■ **PAGE**:

== == ==

SPECTACLE – Escrimeuse, bagarreuse, radieuse, brillante, libre, puissante : Julie de Maupin ressuscite dans la voix et le corps de Camille Merckx. Un spectacle découvert à l’Opéra de Rennes, dans une mise en scène signée Jean-Michel Fournereau. En garde !
Un vendredi, veille de vacances de la Toussaint, ils sont une petite centaine à monter les marches qui mènent au théâtre pour cette séance scolaire. Mais au moment de rentrer sagement au parterre, comme d’habitude, surprise ! On est dirigés, non pas vers les sièges en velours de la salle, mais directement sur la scène ! Par une porte dérobée, on vient prendre place sur les estrades et les coussins posés à même le plateau. Au milieu de cette arène qui, déjà, fait le show : une piste. Dans le silence, quatre silhouettes casquées entrent.

En garde !
On comprend tout de suite que ce spectacle ne sera pas comme les autres. Et pour cause : il raconte le destin hors du commun d’une artiste qui a défié en son temps toutes les conventions : Julie de Maupin. LA Maupin comme on l’appelait à Paris au XVIIème siècle. Fine lame, grande voix, bisexuelle, reine du drame, première voix grave « féminine » à tenir un rôle principal : une vie pour envoyer balader les stéréotypes de genre avec lesquels on se débat toujours, trois siècles plus tard !

== == ==

■ **TÂCHES À RÉALISER**:
• A. Recopiez le passage de l'article sur Julie de Maupin qui va de « Un vendredi, veille » à « silhouettes casquées entrent. ».
• B. Dans la phrase d'ouverture de l'article sur Julie de Maupin, relevez tous les mots placés avant les deux-points qui qualifient Julie de Maupin.
• C. Poursuivez l'article sur Julie de Maupin à partir de l'endroit où il s'arrête.
Les lignes ci-dessous n'interviennent en rien ici.

■ **DONNÉES FOURNIES**:
== == ==

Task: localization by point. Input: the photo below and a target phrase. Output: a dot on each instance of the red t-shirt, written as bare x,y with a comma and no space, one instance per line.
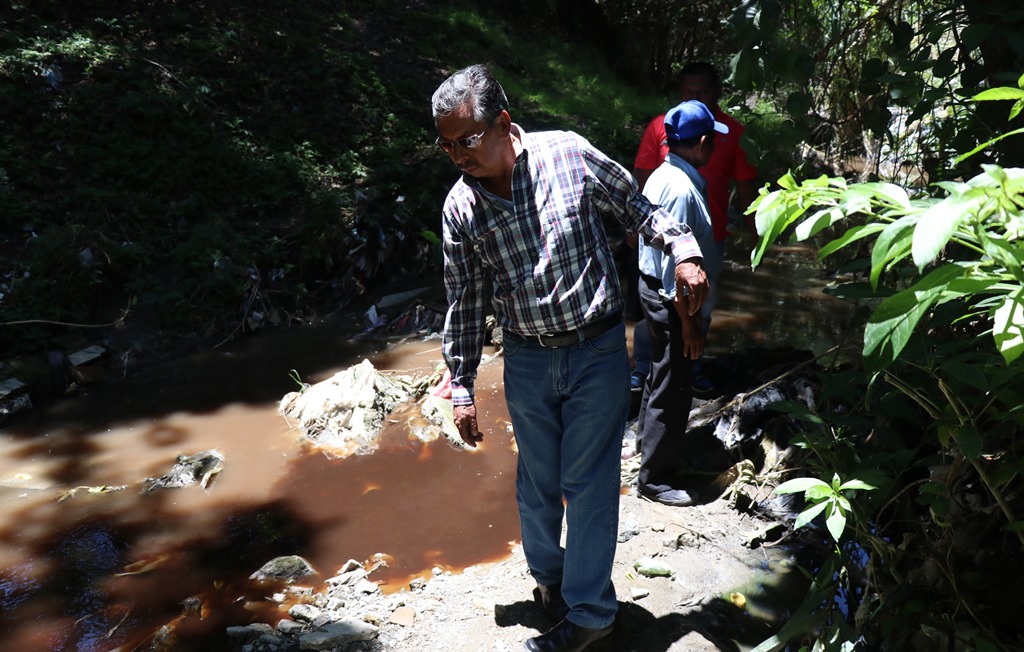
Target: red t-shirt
728,162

== == ==

■ **RÉSULTATS OBTENUS**:
• A.
Un vendredi, veille de vacances de la Toussaint, ils sont une petite centaine à monter les marches qui mènent au théâtre pour cette séance scolaire. Mais au moment de rentrer sagement au parterre, comme d’habitude, surprise ! On est dirigés, non pas vers les sièges en velours de la salle, mais directement sur la scène ! Par une porte dérobée, on vient prendre place sur les estrades et les coussins posés à même le plateau. Au milieu de cette arène qui, déjà, fait le show : une piste. Dans le silence, quatre silhouettes casquées entrent.

• B. Escrimeuse, bagarreuse, radieuse, brillante, libre, puissante

• C.
Alors, pour raconter ce destin majuscule, on aurait pu assister à une conférence, à une présentation formelle ou à un récital bon chic bon genre. Mais d’une part, la personnalité de Julie de Maupin mérite mieux. Et d’autre part, le « bon chic bon genre », c’est pas le style de Camille Merckx et de sa bande, mise en scène par Jean-Michel Fournereau.
Au fil de l’épée
Julie M, en garde et en scène est une répétition. Jolie pirouette dramaturgique qui rend le public complice en un clin d’œil, et qui permet d’excuser quelques longueurs ou pertes de rythme. C’est là le brillant : les flottements sont assumés et même mieux : ils deviennent des moments de doute où, brisant la carapace de la comédienne, la personne se confie. Camille Merckx se reconnaît dans le destin semé d’embûches de Julie de Maupin. L’angoisse des auditions, la fatigue des tournées, les gestes déplacés… On parie que, par moments, Camille aurait aimé avoir elle aussi une épée à la ceinture.
Fine lame
Petit à petit, la situation de départ est escamotée, et la frontière entre Julie et Camille se grise. Nous voilà embarqués, témoins d’un lien qui se crée, à cheval sur les siècles, entre deux femmes qui mènent leur barque avec force et liberté.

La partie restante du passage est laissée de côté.